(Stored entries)
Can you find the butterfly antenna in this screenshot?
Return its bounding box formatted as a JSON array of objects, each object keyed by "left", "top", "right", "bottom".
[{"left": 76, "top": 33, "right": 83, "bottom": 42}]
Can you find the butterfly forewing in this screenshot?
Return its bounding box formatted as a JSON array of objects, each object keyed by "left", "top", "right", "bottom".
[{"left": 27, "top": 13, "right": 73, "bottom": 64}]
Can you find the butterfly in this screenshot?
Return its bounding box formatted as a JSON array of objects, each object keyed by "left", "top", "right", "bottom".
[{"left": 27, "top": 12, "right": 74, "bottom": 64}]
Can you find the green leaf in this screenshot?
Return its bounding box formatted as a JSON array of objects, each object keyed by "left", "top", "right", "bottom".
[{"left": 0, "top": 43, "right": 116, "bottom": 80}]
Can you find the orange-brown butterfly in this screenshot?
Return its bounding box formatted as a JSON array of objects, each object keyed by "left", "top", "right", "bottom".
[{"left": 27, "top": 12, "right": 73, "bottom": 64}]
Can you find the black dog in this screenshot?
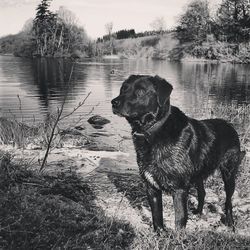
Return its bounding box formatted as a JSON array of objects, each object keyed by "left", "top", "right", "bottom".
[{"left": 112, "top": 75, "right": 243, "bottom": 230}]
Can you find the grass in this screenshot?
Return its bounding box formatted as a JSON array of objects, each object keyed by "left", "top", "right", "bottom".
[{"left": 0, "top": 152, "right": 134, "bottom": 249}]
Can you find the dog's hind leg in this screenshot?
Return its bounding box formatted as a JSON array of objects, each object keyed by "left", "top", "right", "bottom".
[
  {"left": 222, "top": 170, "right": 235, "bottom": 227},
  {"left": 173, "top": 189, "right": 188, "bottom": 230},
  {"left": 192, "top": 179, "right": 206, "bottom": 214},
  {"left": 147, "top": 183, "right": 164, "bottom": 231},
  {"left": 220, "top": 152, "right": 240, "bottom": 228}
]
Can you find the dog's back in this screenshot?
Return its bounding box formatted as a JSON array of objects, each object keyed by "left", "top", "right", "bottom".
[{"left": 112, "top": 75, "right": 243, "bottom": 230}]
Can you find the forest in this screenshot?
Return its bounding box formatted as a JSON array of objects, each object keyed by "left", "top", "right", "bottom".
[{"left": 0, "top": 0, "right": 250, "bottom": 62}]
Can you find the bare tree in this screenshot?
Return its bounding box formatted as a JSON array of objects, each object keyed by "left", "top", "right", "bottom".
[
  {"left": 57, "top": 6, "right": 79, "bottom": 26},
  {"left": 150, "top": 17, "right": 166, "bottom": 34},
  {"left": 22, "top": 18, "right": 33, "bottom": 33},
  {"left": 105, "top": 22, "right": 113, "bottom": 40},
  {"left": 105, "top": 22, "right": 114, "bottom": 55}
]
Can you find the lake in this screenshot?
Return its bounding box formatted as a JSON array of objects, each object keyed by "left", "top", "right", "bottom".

==

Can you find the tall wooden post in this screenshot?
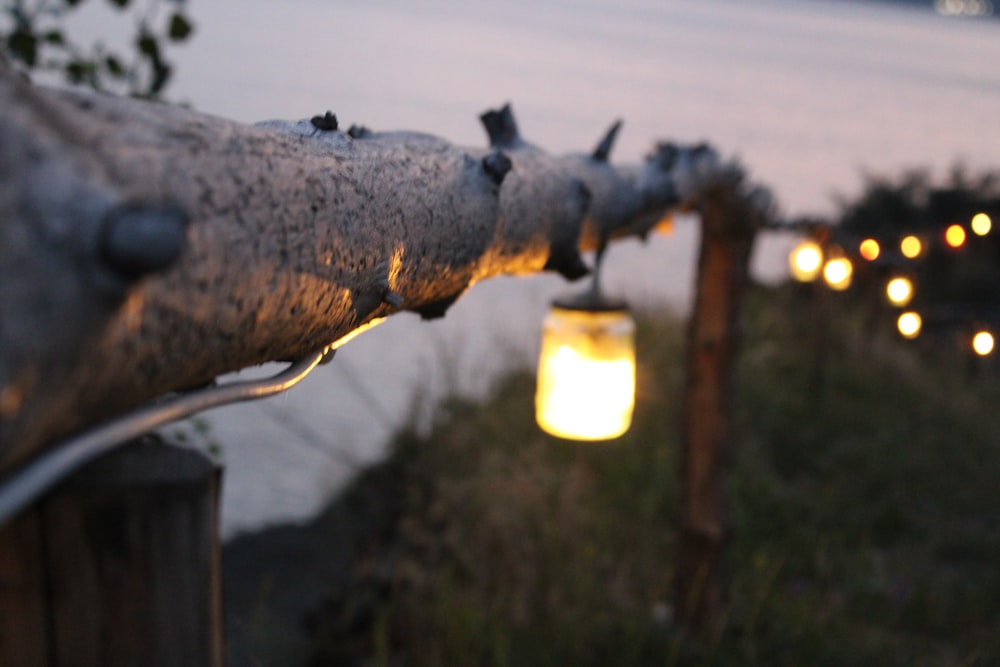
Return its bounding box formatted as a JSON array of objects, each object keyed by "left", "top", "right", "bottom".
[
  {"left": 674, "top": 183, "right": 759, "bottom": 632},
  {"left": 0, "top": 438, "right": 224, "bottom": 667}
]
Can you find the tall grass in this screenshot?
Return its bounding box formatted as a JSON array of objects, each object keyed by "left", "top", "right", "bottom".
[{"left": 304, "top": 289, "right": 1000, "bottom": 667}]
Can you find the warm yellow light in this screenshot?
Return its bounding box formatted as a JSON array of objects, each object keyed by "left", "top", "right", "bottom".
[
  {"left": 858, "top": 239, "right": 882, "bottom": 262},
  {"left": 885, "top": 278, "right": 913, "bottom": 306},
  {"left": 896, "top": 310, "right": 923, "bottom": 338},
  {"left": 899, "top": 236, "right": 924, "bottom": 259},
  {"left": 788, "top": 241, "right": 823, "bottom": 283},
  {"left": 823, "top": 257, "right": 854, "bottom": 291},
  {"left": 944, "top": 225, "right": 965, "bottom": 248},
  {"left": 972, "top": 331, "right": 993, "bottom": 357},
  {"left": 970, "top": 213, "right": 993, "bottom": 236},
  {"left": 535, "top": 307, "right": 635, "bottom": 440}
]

_To do_
Filter the items above, copying every line that contains the word "butterfly".

_Solution_
Can you find the butterfly antenna in this screenshot?
Can you find the butterfly forewing in this screenshot?
Can you find the butterfly in this screenshot?
Can you find the orange-brown butterfly in this screenshot?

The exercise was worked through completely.